## TASK DATA
━━━━━━━━━━━━━━━━━━━━━━━━━━━━━━

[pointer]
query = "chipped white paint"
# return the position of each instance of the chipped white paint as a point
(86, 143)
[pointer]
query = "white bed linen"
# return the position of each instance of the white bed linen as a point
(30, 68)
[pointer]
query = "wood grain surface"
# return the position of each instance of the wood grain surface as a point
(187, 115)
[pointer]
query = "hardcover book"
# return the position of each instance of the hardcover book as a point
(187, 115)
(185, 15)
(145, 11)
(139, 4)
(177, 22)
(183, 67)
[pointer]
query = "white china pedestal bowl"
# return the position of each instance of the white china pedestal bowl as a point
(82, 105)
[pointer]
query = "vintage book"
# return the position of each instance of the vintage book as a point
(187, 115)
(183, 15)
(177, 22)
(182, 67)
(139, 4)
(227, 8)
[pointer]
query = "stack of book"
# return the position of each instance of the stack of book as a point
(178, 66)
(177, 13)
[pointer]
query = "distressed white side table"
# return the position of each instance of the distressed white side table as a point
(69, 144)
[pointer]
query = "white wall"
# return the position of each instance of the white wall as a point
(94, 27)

━━━━━━━━━━━━━━━━━━━━━━━━━━━━━━

## GOAL OF THE EXERCISE
Each entry above is to be transcribed word for word.

## ANSWER TO THIS TASK
[pointer]
query = "chipped white paint"
# return the position of each instance of the chipped white paint as a point
(86, 143)
[pointer]
query = "white bed linen"
# return the position of each instance of the white bed linen as a point
(30, 68)
[pointer]
query = "wood grain surface"
# return the position of each instance of the wood grain surface as a point
(187, 115)
[pointer]
query = "hardcover book"
# return the position of each instance of the hardcover book as a point
(187, 115)
(185, 15)
(145, 11)
(139, 4)
(177, 22)
(183, 67)
[pointer]
query = "white china pedestal bowl"
# return the position of each instance of the white china pedestal bowl as a point
(82, 105)
[pointer]
query = "vintage book"
# return the position of each instance of the vintage book as a point
(187, 115)
(183, 15)
(177, 22)
(182, 67)
(139, 4)
(227, 8)
[pointer]
query = "stack of book"
# return the position of each instance of the stack of book as a point
(178, 66)
(177, 13)
[pointer]
query = "distressed white side table"
# return the position of each instance of the distressed white side table as a point
(69, 144)
[pointer]
query = "white wall"
# return the position of each instance of the white wall as a point
(94, 27)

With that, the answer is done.